▶ [Work to be completed]:
Revise the material from its first line through the line containing "edges: an outline", putting "young green sprout" in place of "small green plant" and keeping everything else unchanged.

— Begin Source records —

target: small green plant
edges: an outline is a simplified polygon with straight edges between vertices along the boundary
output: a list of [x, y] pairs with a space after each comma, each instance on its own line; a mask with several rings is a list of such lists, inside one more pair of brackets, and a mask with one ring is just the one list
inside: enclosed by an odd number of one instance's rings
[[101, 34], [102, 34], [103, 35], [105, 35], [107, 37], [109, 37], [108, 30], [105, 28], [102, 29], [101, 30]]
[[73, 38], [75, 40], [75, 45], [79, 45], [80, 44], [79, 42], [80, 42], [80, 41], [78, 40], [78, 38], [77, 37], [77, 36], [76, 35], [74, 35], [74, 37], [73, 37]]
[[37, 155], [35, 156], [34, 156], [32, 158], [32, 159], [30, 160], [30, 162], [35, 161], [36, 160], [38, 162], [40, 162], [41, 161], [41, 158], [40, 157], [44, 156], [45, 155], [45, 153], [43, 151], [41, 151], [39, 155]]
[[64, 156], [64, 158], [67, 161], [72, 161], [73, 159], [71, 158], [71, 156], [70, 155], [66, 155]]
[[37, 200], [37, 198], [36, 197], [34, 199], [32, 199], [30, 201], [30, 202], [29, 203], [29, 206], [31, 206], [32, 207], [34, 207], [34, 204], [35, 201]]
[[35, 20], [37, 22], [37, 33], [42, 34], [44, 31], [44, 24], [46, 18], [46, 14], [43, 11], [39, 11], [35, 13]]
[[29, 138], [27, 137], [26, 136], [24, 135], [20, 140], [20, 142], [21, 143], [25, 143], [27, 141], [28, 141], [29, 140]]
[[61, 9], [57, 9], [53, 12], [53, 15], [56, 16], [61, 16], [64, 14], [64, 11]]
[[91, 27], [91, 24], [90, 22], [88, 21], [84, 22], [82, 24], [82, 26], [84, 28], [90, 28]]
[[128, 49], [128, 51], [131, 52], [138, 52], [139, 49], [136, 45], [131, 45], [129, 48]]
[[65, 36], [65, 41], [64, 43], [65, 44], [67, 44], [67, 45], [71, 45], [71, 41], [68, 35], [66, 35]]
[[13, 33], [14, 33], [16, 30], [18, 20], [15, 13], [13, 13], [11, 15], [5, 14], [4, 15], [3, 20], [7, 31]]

— End Source records —

▶ [Exercise result]:
target: young green sprout
edges: an outline is a simplified polygon with straight edges between vertices along the boundary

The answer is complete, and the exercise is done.